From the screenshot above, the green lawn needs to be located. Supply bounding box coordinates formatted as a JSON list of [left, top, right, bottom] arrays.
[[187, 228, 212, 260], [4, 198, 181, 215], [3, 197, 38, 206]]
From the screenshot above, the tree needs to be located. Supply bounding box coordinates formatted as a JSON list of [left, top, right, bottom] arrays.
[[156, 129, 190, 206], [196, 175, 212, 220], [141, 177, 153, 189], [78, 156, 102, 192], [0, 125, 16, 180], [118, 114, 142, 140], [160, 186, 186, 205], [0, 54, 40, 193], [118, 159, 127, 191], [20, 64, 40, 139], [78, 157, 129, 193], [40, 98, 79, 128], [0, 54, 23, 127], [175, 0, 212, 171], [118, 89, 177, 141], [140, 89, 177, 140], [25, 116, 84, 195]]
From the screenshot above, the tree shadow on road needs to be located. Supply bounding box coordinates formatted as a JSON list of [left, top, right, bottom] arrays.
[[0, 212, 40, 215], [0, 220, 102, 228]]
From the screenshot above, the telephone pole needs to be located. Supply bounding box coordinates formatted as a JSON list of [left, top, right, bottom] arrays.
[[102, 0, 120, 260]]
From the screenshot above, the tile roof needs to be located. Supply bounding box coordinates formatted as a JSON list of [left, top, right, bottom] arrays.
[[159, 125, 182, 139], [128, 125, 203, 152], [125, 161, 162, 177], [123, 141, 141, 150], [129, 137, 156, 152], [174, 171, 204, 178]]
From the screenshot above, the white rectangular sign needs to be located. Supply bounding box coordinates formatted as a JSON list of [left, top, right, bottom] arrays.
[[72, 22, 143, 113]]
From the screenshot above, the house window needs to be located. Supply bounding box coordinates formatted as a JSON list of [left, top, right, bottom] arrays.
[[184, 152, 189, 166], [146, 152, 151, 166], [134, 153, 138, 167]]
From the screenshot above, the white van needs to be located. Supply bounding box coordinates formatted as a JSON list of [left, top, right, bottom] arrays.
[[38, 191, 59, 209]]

────────────────────

_TASK STATEMENT_:
Please restate word for word the lines of the material above, beginning with the one that holds "From the screenshot above, the white van" and ending with the last.

_OUTPUT BELOW_:
From the screenshot above, the white van needs to be located. Supply bounding box coordinates formatted as a JSON list of [left, top, right, bottom] arrays.
[[38, 191, 59, 209]]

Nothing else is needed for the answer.